─── RECORDS SUPPLIED

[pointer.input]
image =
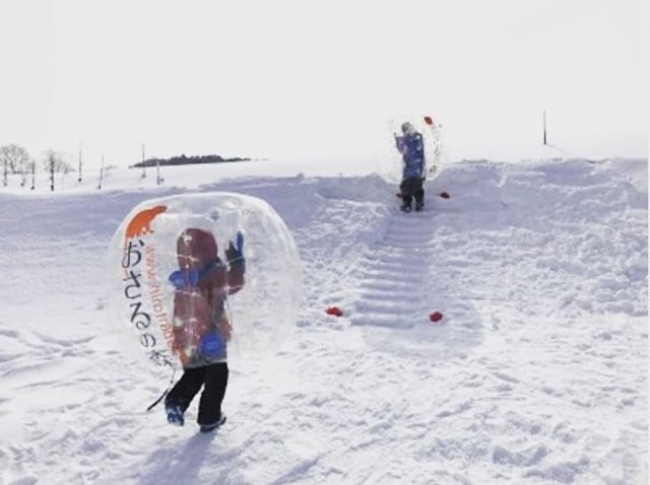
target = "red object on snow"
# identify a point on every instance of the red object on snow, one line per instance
(334, 310)
(435, 317)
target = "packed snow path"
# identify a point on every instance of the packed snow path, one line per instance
(536, 374)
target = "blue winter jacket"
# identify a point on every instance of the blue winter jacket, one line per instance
(411, 146)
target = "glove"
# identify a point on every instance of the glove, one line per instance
(235, 252)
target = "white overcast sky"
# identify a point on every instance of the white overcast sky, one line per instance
(278, 78)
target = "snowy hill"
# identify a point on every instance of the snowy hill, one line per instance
(537, 374)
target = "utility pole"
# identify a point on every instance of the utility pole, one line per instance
(80, 147)
(52, 161)
(101, 174)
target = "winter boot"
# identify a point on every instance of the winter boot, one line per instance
(174, 415)
(206, 428)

──────

■ WHAT YOU NEED TO DO
Gather every line of the items that contains the string "boot".

■ THE OUTPUT
target = "winter boot"
# identify a point on every instance of the winter boot, one line per instance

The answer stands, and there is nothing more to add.